* _DATASET RECORDS_:
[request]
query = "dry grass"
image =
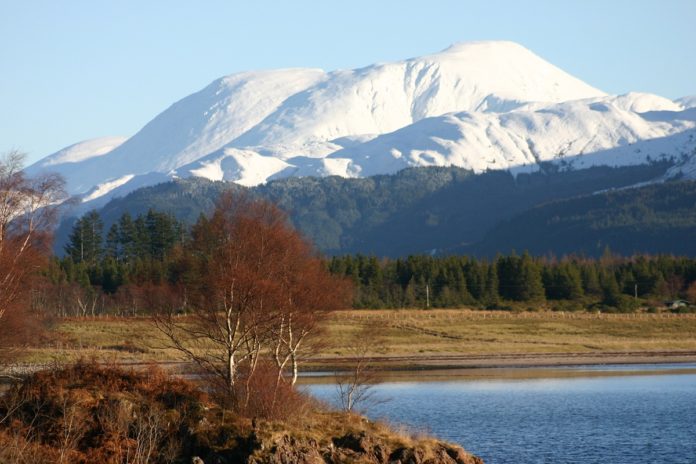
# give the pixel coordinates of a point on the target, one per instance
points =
(406, 333)
(444, 332)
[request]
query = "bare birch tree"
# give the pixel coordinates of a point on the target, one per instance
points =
(255, 279)
(28, 210)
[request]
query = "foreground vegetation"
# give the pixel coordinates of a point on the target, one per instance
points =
(89, 414)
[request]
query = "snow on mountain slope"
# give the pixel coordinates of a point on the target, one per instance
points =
(82, 151)
(687, 102)
(245, 166)
(199, 124)
(297, 111)
(480, 105)
(481, 141)
(473, 76)
(70, 161)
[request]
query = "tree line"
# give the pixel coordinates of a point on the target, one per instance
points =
(518, 281)
(107, 273)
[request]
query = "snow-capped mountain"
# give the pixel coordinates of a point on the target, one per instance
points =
(480, 105)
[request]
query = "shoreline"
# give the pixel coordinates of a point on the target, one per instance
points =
(452, 367)
(505, 360)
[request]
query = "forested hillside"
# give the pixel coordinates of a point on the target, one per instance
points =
(659, 218)
(419, 210)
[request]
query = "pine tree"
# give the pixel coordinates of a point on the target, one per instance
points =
(85, 240)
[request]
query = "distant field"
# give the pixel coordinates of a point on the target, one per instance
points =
(415, 335)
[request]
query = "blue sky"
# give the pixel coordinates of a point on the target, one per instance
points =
(73, 70)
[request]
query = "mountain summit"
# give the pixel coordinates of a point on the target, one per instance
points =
(481, 105)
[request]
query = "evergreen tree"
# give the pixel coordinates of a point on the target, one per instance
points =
(85, 240)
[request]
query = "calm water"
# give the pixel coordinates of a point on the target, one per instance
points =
(608, 420)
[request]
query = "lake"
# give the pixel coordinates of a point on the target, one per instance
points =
(615, 415)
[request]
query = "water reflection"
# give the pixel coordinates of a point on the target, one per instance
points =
(646, 418)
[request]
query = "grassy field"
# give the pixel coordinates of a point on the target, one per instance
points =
(406, 333)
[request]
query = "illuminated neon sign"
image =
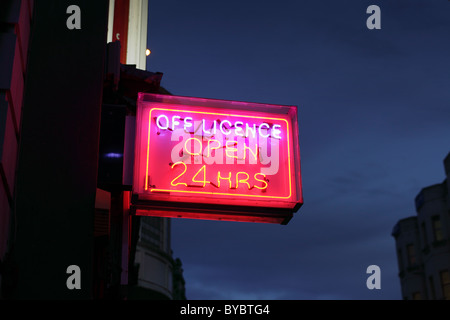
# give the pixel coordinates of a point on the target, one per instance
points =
(215, 159)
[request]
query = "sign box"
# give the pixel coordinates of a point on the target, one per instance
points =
(216, 159)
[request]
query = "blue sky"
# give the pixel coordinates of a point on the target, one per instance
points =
(374, 115)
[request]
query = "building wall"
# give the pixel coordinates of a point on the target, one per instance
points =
(58, 151)
(429, 232)
(154, 256)
(15, 23)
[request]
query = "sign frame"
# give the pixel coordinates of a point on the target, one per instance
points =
(254, 203)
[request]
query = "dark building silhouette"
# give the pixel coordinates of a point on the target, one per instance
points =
(423, 244)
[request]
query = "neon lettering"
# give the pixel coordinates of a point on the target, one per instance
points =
(204, 176)
(209, 148)
(263, 181)
(228, 148)
(242, 181)
(276, 131)
(167, 122)
(189, 151)
(219, 177)
(185, 168)
(221, 127)
(187, 124)
(260, 127)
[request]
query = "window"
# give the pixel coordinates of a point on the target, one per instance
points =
(411, 255)
(424, 233)
(400, 260)
(417, 296)
(432, 292)
(445, 283)
(437, 228)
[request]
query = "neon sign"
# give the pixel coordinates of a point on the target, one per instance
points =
(215, 159)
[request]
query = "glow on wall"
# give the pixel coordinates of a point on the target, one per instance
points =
(216, 159)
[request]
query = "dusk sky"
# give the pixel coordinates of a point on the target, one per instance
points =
(374, 122)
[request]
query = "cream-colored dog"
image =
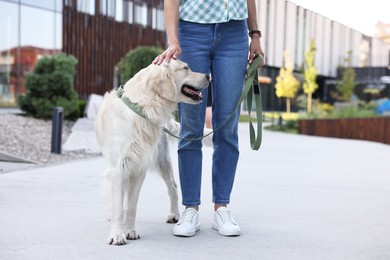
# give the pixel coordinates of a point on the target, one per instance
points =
(133, 145)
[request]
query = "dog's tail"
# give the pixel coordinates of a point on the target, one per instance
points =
(174, 127)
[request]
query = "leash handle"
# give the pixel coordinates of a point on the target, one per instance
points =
(251, 83)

* _AIM_: Repeat the data exactly, without the pictures.

* _REPLY_:
[request]
query = "dry grass"
image =
# give the pixel coordinates of a point on the target, one per instance
points =
(406, 333)
(444, 332)
[request]
query = "bare birch tree"
# give the pixel coordinates of a point on the target, one per instance
points =
(255, 279)
(28, 210)
[request]
query = "foreground vegetation"
# give the pixel coordinates of a point on the target, one per instance
points =
(89, 414)
[request]
query = "snow on mountain slope"
# give the pixel coordinates of a point on the target, one per instance
points =
(82, 151)
(687, 102)
(245, 166)
(199, 124)
(297, 111)
(480, 105)
(481, 141)
(473, 76)
(70, 161)
[request]
query = "tree line"
# give the pixel coordinates of a point on the target, one per instance
points =
(518, 281)
(107, 273)
[request]
query = "snow-capped mountain"
# give the pixel coordinates of a point on the target, one per instance
points =
(480, 105)
[request]
query = "shoreline"
# give the pixel coordinates of a point on the target, one per instance
points =
(452, 367)
(505, 360)
[request]
query = "forested hillside"
# give the pixel coordinates of a point on the target, one per instance
points =
(659, 218)
(419, 210)
[request]
query = "pine tree"
# give the pixel coordinates of a point on the target, one per instance
points =
(85, 240)
[request]
query = "distant field"
# give the pixel coordinates of a point on the target, one per instance
points =
(415, 335)
[request]
query = "blue sky"
# give the pixel coordinates of a point on the target, one per instance
points =
(73, 70)
[request]
query = "mountain summit"
# give the pixel coordinates of a point on the target, one per instance
points =
(481, 105)
[request]
query = "evergreen tree"
# give the pixel coordinates of a point on the target, one per instance
points =
(85, 240)
[request]
query = "calm water"
# give the pixel coordinates of a point on the target, one per instance
points =
(608, 420)
[request]
query = "lake"
# give the pixel coordinates of a point on the target, one per instance
points =
(615, 415)
[request]
query = "water reflection"
# give the pixel coordinates of a point on the target, one per instance
points =
(646, 418)
[request]
query = "grassy field"
# give the pixel coordinates of a point on the target, one per instance
points =
(406, 333)
[request]
query = "illuminated neon sign"
image =
# give the pixel coordinates of a point on the target, one per instance
points =
(215, 159)
[request]
query = "sign box"
# give the pixel coordinates of a point on the target, one per instance
points =
(216, 159)
[request]
query = "blue sky"
# give the pixel coordinates of a point on the target, one per instance
points =
(374, 115)
[request]
query = "building wall"
# give the pixel coordinates of a point on the target, one per instance
points =
(58, 151)
(429, 232)
(154, 256)
(15, 23)
[request]
query = "sign frame"
# give the pixel coordinates of a point on the target, one per instance
points =
(254, 203)
[request]
query = "dark building silhouette"
# give the pixel coordinates of a point on the target, one per instance
points =
(423, 244)
[request]
query = "neon lettering"
# give the pixel coordinates of a point on the target, one per instance
points =
(204, 176)
(209, 148)
(263, 181)
(228, 148)
(242, 181)
(276, 131)
(167, 122)
(189, 151)
(219, 177)
(185, 168)
(221, 127)
(187, 124)
(260, 127)
[request]
query = "window"
# give the pixel coordinates of a point on the target, one per instance
points =
(411, 255)
(424, 233)
(400, 260)
(417, 296)
(432, 292)
(445, 283)
(437, 228)
[request]
query = "neon sign"
# give the pixel coordinates of a point on the target, one per instance
points =
(215, 159)
[request]
query = "glow on wall"
# give the pixel coordinates of a point on the target, one per instance
points =
(216, 159)
[request]
query = "dusk sky"
# give the pixel coordinates of a point on the target, one per instance
points =
(374, 122)
[request]
query = "cream-colored dog"
image =
# give the pixel coordinates of a point on the target, one per instance
points =
(133, 145)
[request]
query = "dog's tail"
# give the pixel coordinates of a point on the target, one per instance
points =
(174, 127)
[request]
query = "leash handle"
# give the pixel coordinates of a point on the target, one per instance
points =
(251, 83)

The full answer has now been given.